• [Your instructions]:
Copy out the passage on the Comunidad de Paz, beginning at the words "he Comunidad de Paz is" and stopping after "and the world.", with "peace advocates" in place of "peace activists".

• [Provided passage]:
........

The Comunidad de Paz de San José de Apartado: confronting violence with unity and solidarity in Colombia
The Colombian government claims that the Urabá region is pacified… but the only peace that people speak about in the region is the peace of the graves, the peace of those who remain silent for fear of guns and intimidation…
After a collective situation analysis of the harassment she was subjected to by armed groups in the region (military, paramilitary and guerrilla), the community of San José de Apartado transformed itself, in 1997, into a Comunidad de Paz on the basis of the following principles:
- Do not get involved in conflicts, directly or indirectly;
- Do not carry weapons, ammunition or explosives;
- Refrain from supporting armed groups involved in conflicts;
- Do not seek assistance from armed groups to solve personal and family problems;
- Do not handle or provide information;
- Participate in community service and do not accept the injustice and impunity of the facts.
From that time, this group of peasant families began to reflect together on how to confront peacefully the armed groups who harass them daily and attempt to recruit them in their midst. They also thought about out how to produce collectively so that the gains are shared between the people who work, and how to make sure that that women can work and hold positions of responsibility as much as men. The community even began to develop its own alternative system of education, teaching its own history and that of its leaders murdered for defending their project of a different life, a life that would allow the development of alternative solutions to problems (e.g., solutions based on solar energy, knowledge of midwifery, knowledge of plants and many other types of indigenous knowledge). The community has thus managed to transform places of horror and murder into the halls of its University for the People (the community has suffered more than 700 human rights violations and more than 172 murders).
he Comunidad de Paz is a place of resistance to the forced displacement of peasants in Colombia. The political and military pressure to abandon their territory is constant, and the major economic and political groups in the country have their eyes fixed on the community that lives in a place that is both rich in natural resources and an important corridor for the commerce of drugs. On the one hand, the community has received some protection from the Inter-american System of Human Rights and Constitutional Court, in defense of the principle of neutrality in conflicts. On the other, the government sees it as a “guerrilla community” and provides no support against the murderers and those who attack it. But many are also the ones who defend it, including priests, philosophers, former mayors, and peace activists from all over the country and the world.

........

• [Data section]:

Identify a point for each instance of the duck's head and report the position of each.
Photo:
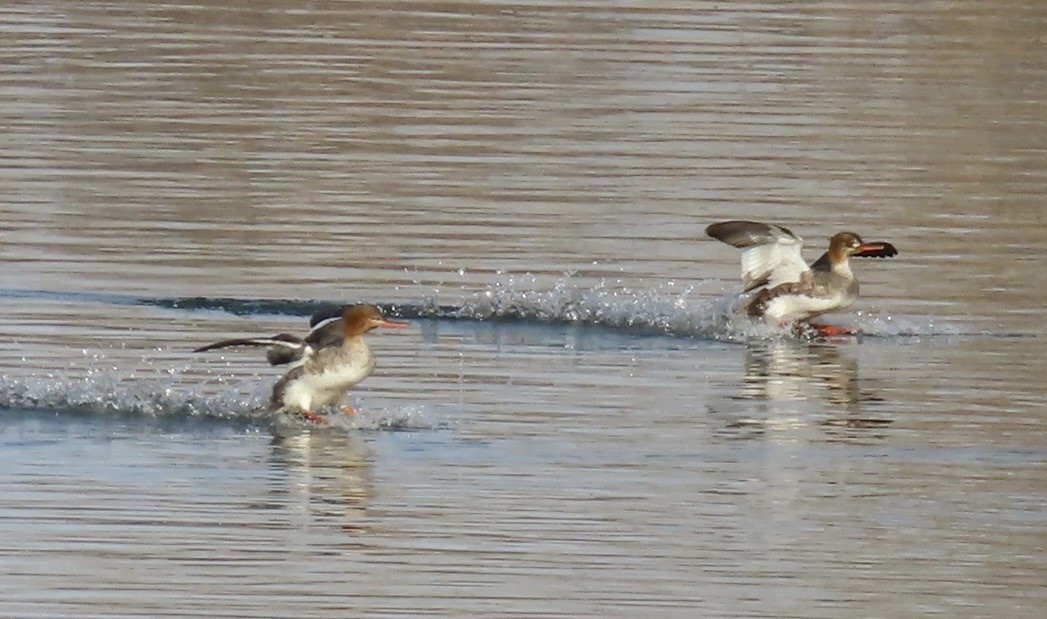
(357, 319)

........

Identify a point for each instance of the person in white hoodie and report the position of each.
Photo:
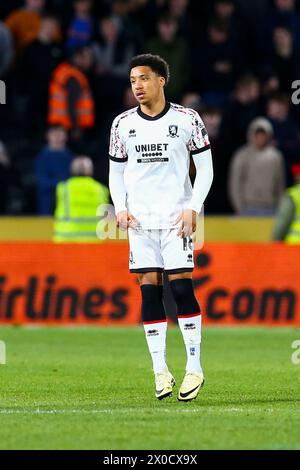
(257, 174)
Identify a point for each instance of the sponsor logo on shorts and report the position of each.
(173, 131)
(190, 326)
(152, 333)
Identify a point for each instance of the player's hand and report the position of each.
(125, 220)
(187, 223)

........

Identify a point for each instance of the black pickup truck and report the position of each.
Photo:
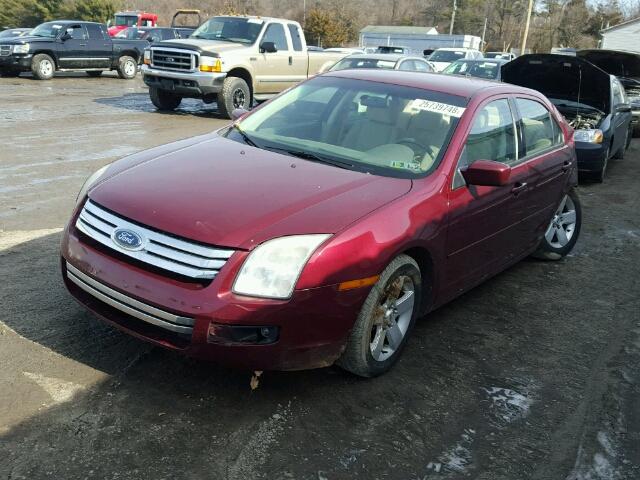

........

• [Expected output]:
he Comunidad de Paz is a place of resistance to the forced displacement of peasants in Colombia. The political and military pressure to abandon their territory is constant, and the major economic and political groups in the country have their eyes fixed on the community that lives in a place that is both rich in natural resources and an important corridor for the commerce of drugs. On the one hand, the community has received some protection from the Inter-american System of Human Rights and Constitutional Court, in defense of the principle of neutrality in conflicts. On the other, the government sees it as a “guerrilla community” and provides no support against the murderers and those who attack it. But many are also the ones who defend it, including priests, philosophers, former mayors, and peace advocates from all over the country and the world.